··· Texte de la page ···

En entrant dans le néant, il a dû se sentir chez lui ! Clémenceau.

Il n’est pas l’heure de se fâcher avec des personnages importants ! Voltaire, sommé, en ses tout derniers instants, de renier le diable.

Pour en revenir au titre, quelle étrange question, me direz-vous !

Entre ceux qui croient qu’après la mort, il y a « autre chose », et ceux qui, une fois privés de leur corps, ne se voient pas d’avenir, il y a désormais un point commun, et que l’on peut exprimer en deux mots : « On verra ! » …

« Qui vivra verra ! » peut-on rétorquer à ceux qui refusent l’idée même de cet après, car, en effet, s’il n’y a rien, que pourrait-on bien voir ?

A moins que ce manifeste manque de logique, ne dissimule un secret espoir !? …

Pour ceux qui tremblèrent de père en fils sous la pluie d’imprécations tombant comme vache qui pisse des hauteurs de la chaire, tressaillaient à chaque éructation du prédicateur de l’enfer, la mort équivalait à une comparution immédiate, dans l’attente du jugement dernier … pour ceux donc qui venaient se faire admonester à l’appel de la cloche impérieuse, Dieu au moins ressemblait à quelque chose ! …*

Revêtu de la robe de magistrat, juge intraitable, représentant du pouvoir en place, il vous attendait au tournant ! …

Mais, bien entendu, nous les intelligents, sommes bien loin de tout cela, l’obscurantisme n’a-t-il pas cédé la place aux Lumières autoproclamées, la crainte eschatologique, diffuse, lancinante, à la terreur immédiate, bien réelle du moment …

La morale est désormais notre affaire, quand bien même nous n’entendons plus en tirer un quelconque profit, car Dieu sait si, enfin libérés de la calotte et du bâton, nous ne saurions agir en fonction d’une hypothétique rétribution post mortem ! …

« Dieu sait !», que peut-on dire de ce tic de langage, avant d’en être définitivement débarrassés ?

···

Tâches demandées:
**A)** Résumez en deux phrases le texte sur la mort.
**B)** Citez le passage du texte sur la mort allant de « Mais, bien entendu, nous » à « être définitivement débarrassés ? ».

··· Données enregistrées ···

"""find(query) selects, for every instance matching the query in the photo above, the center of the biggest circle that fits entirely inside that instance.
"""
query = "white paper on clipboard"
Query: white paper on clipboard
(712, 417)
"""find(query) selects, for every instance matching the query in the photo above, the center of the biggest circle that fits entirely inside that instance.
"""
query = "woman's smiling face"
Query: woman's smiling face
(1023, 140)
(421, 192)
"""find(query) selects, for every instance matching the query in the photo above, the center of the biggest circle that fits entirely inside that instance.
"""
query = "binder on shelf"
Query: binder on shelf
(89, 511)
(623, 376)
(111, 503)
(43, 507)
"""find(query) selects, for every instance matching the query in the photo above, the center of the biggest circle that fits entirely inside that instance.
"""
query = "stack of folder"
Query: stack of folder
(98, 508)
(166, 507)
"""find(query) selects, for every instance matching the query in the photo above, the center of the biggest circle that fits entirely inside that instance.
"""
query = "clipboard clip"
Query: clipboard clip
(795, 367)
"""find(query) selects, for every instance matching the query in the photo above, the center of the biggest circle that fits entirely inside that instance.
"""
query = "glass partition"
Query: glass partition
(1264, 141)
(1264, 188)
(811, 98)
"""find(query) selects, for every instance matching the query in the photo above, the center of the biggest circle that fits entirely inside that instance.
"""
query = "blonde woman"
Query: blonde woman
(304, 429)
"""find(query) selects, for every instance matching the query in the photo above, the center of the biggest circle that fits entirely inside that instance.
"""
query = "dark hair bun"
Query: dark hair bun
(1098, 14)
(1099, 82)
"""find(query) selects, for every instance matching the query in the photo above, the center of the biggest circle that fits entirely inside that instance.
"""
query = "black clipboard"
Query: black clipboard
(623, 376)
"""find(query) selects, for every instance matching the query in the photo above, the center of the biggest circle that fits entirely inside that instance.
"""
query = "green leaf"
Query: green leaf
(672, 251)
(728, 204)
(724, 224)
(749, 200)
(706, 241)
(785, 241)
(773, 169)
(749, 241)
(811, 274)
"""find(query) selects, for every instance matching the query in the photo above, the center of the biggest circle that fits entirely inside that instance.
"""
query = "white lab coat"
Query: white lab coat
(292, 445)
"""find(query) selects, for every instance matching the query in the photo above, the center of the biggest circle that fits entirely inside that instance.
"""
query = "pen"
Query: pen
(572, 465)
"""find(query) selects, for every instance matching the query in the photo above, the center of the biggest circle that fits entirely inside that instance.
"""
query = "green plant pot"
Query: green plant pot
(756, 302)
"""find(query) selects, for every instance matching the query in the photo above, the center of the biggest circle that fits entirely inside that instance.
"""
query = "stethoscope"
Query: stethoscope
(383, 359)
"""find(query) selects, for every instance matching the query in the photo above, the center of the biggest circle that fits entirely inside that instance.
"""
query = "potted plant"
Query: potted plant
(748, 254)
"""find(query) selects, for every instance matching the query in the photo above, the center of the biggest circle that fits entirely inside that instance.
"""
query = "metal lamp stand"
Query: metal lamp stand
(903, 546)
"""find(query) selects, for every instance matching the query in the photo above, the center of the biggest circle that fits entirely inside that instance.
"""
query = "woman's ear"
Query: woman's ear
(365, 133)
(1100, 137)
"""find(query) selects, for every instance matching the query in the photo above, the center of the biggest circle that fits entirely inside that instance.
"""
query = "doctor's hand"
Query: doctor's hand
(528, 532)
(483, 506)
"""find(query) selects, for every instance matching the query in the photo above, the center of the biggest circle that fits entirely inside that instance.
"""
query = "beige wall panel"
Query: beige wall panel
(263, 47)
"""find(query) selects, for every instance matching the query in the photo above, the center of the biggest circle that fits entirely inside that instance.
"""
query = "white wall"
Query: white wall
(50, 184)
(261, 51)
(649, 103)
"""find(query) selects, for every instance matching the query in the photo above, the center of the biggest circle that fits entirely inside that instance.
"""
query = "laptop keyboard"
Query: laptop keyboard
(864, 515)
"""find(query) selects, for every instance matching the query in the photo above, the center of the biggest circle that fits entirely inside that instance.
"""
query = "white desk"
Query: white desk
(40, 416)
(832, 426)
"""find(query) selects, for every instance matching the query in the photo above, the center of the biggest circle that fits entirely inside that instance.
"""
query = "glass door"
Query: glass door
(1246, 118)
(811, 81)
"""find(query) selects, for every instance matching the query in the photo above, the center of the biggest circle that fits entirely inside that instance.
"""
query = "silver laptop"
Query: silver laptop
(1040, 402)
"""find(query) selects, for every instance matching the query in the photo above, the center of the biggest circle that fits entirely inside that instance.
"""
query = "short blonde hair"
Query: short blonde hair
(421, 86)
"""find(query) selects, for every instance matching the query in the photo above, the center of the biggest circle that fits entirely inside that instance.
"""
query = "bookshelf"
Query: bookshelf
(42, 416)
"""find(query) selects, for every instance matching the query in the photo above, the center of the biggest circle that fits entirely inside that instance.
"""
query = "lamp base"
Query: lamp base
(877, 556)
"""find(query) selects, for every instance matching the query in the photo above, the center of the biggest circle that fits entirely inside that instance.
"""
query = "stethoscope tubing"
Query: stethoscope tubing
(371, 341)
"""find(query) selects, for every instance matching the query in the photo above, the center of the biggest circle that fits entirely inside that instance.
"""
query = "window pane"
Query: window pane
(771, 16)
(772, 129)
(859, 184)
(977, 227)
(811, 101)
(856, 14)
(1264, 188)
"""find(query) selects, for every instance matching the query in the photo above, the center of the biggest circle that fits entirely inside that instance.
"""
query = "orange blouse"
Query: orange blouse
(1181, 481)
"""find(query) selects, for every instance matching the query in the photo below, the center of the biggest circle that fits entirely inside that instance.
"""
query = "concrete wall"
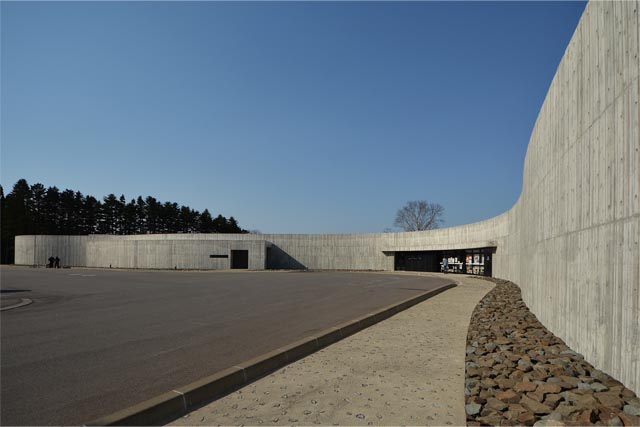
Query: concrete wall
(162, 252)
(570, 242)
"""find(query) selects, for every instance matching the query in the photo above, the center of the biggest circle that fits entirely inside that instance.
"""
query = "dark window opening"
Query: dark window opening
(465, 261)
(240, 259)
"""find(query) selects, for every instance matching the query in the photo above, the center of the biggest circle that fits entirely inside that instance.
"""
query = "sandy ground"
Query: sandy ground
(407, 370)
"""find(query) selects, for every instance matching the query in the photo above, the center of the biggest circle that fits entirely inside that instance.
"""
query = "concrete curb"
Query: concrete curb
(25, 301)
(175, 403)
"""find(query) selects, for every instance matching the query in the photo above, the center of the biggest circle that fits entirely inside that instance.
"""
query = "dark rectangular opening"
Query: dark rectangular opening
(239, 259)
(465, 261)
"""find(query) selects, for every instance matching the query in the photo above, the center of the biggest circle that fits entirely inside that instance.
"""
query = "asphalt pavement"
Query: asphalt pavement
(97, 341)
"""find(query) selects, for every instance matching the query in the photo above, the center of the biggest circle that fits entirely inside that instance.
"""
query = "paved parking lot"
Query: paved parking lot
(96, 341)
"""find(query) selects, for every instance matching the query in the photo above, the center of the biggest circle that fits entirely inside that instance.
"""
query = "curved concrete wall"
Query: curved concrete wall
(570, 242)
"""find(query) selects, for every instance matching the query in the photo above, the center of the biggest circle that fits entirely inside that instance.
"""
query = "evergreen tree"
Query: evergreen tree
(36, 210)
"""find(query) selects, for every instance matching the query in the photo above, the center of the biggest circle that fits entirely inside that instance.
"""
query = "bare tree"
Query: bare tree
(419, 215)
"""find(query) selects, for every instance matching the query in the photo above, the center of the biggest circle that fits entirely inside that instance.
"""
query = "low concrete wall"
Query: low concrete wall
(570, 242)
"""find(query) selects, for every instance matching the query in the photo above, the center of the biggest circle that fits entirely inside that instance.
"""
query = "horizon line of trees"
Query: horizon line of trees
(36, 209)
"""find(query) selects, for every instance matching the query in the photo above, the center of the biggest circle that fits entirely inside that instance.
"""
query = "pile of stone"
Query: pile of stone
(519, 373)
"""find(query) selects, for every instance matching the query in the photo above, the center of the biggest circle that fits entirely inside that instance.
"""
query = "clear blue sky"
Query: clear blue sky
(292, 117)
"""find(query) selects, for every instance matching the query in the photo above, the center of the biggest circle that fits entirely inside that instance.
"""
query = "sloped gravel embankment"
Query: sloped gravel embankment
(519, 373)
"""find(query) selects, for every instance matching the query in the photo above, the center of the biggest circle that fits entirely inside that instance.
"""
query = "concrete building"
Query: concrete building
(571, 241)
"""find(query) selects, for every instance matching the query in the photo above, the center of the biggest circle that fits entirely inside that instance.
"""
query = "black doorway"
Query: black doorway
(239, 259)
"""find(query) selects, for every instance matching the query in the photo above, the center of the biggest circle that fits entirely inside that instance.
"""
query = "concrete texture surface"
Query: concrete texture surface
(571, 241)
(98, 341)
(406, 370)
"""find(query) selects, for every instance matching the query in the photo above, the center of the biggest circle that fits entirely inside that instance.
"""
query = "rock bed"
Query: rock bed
(519, 373)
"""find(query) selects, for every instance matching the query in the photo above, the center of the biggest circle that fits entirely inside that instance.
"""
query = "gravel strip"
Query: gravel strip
(519, 373)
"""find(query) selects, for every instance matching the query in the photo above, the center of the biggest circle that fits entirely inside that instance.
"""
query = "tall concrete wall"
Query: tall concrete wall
(570, 242)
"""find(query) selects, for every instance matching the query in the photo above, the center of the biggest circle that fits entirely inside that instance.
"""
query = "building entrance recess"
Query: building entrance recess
(239, 259)
(464, 261)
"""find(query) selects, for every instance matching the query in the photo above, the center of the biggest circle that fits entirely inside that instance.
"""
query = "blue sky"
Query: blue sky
(292, 117)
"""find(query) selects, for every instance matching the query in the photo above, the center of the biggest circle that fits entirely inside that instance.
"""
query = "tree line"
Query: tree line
(36, 209)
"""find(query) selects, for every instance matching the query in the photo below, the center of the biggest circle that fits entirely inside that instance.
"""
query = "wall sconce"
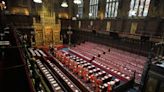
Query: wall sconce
(77, 1)
(64, 4)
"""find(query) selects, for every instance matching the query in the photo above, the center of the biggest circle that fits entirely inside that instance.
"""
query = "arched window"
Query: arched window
(139, 8)
(93, 9)
(111, 8)
(80, 10)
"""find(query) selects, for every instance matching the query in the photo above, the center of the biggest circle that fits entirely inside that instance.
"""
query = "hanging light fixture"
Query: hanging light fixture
(77, 1)
(64, 4)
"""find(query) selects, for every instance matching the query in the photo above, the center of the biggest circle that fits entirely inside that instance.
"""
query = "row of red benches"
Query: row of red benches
(124, 62)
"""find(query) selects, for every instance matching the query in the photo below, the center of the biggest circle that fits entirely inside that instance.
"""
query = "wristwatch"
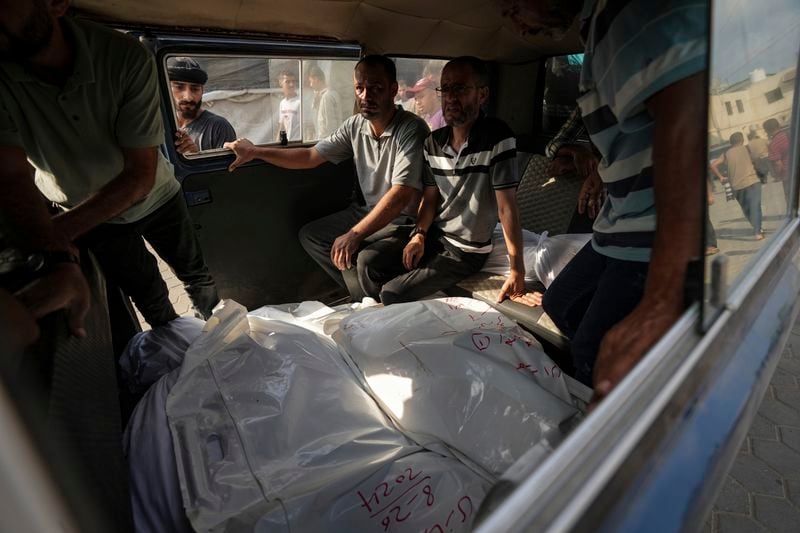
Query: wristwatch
(417, 231)
(14, 262)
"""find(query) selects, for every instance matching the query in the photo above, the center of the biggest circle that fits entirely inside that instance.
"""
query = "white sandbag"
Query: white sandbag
(153, 353)
(272, 431)
(276, 428)
(553, 253)
(458, 372)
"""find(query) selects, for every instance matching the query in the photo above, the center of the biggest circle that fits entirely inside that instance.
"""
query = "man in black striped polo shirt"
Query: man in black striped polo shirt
(470, 180)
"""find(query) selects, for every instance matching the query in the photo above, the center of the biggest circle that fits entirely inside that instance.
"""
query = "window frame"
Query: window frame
(166, 45)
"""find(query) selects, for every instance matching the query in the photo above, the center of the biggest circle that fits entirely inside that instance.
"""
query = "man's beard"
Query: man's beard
(32, 39)
(465, 115)
(189, 113)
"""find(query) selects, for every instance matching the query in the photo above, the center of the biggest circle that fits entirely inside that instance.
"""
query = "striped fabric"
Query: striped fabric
(467, 180)
(634, 49)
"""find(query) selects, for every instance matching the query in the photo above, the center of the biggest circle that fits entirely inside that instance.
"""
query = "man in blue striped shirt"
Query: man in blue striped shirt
(470, 180)
(643, 103)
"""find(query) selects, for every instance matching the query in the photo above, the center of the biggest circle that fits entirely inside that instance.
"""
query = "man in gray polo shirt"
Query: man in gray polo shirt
(385, 143)
(80, 103)
(198, 128)
(470, 180)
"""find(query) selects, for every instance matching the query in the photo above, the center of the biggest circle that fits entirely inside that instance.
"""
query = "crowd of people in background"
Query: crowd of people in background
(744, 168)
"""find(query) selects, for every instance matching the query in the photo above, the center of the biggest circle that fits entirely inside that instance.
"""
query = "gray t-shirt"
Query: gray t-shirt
(467, 181)
(394, 158)
(210, 131)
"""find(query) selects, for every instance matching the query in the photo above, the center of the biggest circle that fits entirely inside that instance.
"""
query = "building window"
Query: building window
(774, 95)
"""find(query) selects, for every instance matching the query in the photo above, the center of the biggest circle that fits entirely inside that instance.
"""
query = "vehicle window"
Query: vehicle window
(417, 80)
(562, 74)
(215, 99)
(752, 83)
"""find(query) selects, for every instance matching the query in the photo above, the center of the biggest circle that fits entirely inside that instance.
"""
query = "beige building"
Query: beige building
(745, 105)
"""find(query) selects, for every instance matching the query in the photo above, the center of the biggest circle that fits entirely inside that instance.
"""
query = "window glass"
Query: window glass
(329, 96)
(266, 100)
(753, 63)
(562, 74)
(417, 80)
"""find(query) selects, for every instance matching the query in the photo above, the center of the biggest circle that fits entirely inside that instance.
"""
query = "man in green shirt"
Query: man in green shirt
(79, 103)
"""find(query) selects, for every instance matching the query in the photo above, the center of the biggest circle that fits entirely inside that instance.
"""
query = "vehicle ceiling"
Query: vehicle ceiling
(403, 27)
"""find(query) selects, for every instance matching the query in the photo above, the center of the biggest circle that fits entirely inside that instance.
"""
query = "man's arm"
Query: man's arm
(508, 213)
(678, 188)
(293, 158)
(415, 248)
(131, 185)
(24, 206)
(32, 229)
(387, 209)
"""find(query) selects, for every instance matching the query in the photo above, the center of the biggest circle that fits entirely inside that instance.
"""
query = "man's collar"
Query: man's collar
(366, 127)
(473, 130)
(82, 68)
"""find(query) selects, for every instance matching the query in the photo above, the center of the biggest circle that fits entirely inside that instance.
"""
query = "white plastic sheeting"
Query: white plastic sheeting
(545, 256)
(553, 253)
(403, 425)
(457, 372)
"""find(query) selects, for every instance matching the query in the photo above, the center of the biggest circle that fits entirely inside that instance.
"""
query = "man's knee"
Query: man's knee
(307, 234)
(395, 291)
(552, 305)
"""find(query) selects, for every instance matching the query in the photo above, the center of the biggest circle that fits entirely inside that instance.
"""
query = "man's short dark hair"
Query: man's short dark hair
(316, 72)
(377, 60)
(771, 124)
(187, 70)
(478, 67)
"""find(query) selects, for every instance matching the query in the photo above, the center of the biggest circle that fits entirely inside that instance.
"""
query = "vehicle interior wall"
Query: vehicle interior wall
(515, 101)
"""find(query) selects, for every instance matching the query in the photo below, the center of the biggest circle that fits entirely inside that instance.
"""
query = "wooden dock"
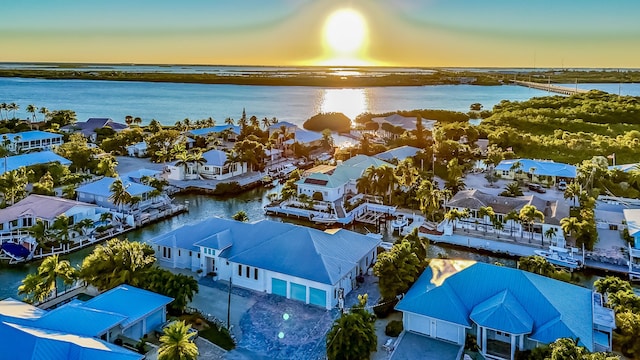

···

Liste des solutions:
**A)** Croyants en un « autre chose » après la mort et ceux qui ne se voient pas d'avenir sans leur corps partagent désormais le même « On verra ! », dont le manque de logique chez les seconds pourrait dissimuler un secret espoir. Au Dieu juge intraitable que redoutaient ceux qui tremblaient sous les sermons sur l'enfer succède l'époque des Lumières autoproclamées, où la morale est devenue notre affaire sans attente d'une rétribution post mortem.

**B)**
Mais, bien entendu, nous les intelligents, sommes bien loin de tout cela, l’obscurantisme n’a-t-il pas cédé la place aux Lumières autoproclamées, la crainte eschatologique, diffuse, lancinante, à la terreur immédiate, bien réelle du moment …

La morale est désormais notre affaire, quand bien même nous n’entendons plus en tirer un quelconque profit, car Dieu sait si, enfin libérés de la calotte et du bâton, nous ne saurions agir en fonction d’une hypothétique rétribution post mortem ! …

« Dieu sait !», que peut-on dire de ce tic de langage, avant d’en être définitivement débarrassés ?